Bases: sklearn.pipeline.Pipeline

Recipipe pipeline.

A Recipipe pipeline is an extension of an SKLearn pipeline. It adds some functionality that make the creation of pipelines less painful. For example, the steps param is not required at the construction time. You can add your transformers to the pipeline anytime using recipipe.core.Recipipe.add.

Attr:

Same attributes as sklearn.pipeline.Pipeline.

__abstractmethods__ = frozenset({})
__add__(transformer)[source]

Add a new step to the pipeline using the ‘+’ operator.

Note that this is exactly the same as calling recipipe.core.Recipipe.add. The Recipipe object is going to be modified, that is p = p + t is the same as p + t, where p is any Recipipe pipeline and t is any transformer.

__init__(steps=None, **kwargs)[source]

Create a Recipipe pipeline.

Parameters
__module__ = 'recipipe.core'
add(step)[source]

Add a new step to the pipeline.

You can add steps even if the pipeline is already fitted, so be careful.

Parameters

step (Transformer or tuple(str, Transformer)) – The new step that you want to add to the pipeline. Any transformer is good (SKLearn transformer or recipipe.core.RecipipeTransformer). If a tuple is given, the fist element of the tuple is going to be used as a name for the step in the pipeline.

Returns

The pipeline. You can chain add methods: pipe.add(…).add(…)….

steps = None
class recipipe.core.RecipipeTransformer(*args, cols_init=None, exclude=None, dtype=None, name=None, keep_original=False, col_format='{}', cols_not_found_error=False)[source]

Bases: sklearn.base.BaseEstimator, sklearn.base.TransformerMixin

Base class of all Recipipe transformers.

name

Human-friendly name of the transformer.

Type

str

__init__(*args, cols_init=None, exclude=None, dtype=None, name=None, keep_original=False, col_format='{}', cols_not_found_error=False)[source]

Create a new transformer.

Columns names can be use Unix filename pattern matching ( fnmatch).

Parameters
  • *args (list of str) – List of columns the transformer will work on.

  • cols_init (list of str) – List of columns the transformer will work on. If *args are provided, this list of columns is going to be appended at the end.

  • exclude (list of str) – List of columns to exclude. The exclusion is applied after fitting the columns, so it can be used at the same time as *args and col_init.

:param dtype (numpy.dtype, str, list of: numpy.dtype or with str or dict): This

value is passed to pandas.DataFrame.select_dtypes. If a dict is given, the Pandas function is going to be called with dictionary unpacking: select_dtypes(**dtype). In this way you can exclude, for example, int dtypes using: dtype=dict(exclude=int). The columns returned by this method (executed in the DataFrame passed to the fit method) will be the columns that are going to be used in the transformation phase. When used in combination with *args or cols_init, the dtype filter is applied later.

-- Stored records --

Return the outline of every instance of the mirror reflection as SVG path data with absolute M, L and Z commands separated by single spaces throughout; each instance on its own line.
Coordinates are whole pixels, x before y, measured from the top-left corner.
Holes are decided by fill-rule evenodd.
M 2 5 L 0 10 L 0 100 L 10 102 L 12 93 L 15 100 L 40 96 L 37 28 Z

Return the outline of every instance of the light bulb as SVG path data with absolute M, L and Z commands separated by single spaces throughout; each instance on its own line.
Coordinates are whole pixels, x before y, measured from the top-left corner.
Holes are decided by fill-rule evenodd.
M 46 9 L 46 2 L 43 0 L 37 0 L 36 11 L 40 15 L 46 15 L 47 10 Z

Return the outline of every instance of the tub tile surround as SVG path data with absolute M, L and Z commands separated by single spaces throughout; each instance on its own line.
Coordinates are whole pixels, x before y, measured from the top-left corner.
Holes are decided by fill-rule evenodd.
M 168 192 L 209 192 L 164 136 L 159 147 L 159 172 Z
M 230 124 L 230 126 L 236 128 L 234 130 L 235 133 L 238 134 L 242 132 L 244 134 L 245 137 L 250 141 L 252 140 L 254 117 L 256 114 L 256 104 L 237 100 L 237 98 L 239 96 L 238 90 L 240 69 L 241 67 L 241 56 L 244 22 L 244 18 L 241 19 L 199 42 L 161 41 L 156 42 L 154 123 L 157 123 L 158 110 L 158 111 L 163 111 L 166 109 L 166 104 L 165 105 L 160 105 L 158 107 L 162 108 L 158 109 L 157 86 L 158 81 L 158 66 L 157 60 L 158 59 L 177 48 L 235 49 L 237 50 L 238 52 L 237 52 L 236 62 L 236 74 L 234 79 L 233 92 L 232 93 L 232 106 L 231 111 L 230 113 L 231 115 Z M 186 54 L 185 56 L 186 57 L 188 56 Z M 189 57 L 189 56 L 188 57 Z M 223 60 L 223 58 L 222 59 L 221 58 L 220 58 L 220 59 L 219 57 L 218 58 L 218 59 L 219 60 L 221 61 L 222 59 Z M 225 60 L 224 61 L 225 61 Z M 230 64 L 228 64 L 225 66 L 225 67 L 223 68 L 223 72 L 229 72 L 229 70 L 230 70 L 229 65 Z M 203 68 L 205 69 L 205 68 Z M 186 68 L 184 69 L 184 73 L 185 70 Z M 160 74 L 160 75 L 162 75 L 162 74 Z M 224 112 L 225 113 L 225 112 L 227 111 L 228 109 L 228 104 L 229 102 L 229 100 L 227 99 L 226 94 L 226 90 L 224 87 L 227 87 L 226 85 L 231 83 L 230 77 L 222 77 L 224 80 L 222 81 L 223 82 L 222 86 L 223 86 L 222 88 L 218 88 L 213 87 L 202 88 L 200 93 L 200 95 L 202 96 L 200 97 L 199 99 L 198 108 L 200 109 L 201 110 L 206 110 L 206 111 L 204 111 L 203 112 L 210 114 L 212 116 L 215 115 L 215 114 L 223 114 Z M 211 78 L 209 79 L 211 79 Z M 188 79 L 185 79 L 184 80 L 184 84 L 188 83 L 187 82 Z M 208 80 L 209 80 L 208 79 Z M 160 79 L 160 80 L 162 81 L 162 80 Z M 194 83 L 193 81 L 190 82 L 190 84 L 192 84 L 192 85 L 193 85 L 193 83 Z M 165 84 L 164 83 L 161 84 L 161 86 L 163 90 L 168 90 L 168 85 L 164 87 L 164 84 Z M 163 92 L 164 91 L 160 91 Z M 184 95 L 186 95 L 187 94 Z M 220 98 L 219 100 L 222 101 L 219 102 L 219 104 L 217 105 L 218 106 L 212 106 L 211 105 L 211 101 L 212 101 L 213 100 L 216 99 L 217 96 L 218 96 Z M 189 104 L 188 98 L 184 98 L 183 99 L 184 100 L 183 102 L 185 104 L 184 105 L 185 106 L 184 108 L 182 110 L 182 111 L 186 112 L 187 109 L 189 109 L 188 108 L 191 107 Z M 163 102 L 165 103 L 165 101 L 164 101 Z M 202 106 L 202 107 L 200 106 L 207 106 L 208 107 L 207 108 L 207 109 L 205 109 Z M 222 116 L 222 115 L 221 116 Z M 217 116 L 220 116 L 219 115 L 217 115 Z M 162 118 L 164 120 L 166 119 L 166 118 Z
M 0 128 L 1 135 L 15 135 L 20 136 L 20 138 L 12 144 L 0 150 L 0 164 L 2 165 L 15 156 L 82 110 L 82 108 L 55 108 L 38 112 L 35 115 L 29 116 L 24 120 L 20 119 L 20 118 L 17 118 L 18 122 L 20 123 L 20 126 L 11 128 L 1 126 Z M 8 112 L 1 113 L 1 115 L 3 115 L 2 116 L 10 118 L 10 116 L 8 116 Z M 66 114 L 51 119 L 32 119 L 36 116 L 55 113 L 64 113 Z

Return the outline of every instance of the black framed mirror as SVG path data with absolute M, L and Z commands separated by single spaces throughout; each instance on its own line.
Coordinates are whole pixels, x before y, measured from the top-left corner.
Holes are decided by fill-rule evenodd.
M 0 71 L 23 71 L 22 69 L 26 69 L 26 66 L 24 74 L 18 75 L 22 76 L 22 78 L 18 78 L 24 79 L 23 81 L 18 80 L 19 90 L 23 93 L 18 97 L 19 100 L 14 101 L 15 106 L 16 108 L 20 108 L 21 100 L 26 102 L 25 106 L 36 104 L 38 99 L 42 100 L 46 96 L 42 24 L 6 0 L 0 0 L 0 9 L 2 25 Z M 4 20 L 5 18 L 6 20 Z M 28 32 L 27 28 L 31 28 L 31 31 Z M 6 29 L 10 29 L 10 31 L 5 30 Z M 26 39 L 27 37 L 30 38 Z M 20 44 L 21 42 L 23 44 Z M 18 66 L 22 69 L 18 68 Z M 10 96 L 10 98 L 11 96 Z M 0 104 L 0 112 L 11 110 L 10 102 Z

-- Written instruction --
Reproduce the part of the Recipipe documentation excerpt that opens with "Note that this" and closes with "is any transformer.", replacing "Recipipe object" with "Recipipe instance".

-- Task output --
Note that this is exactly the same as calling recipipe.core.Recipipe.add. The Recipipe instance is going to be modified, that is p = p + t is the same as p + t, where p is any Recipipe pipeline and t is any transformer.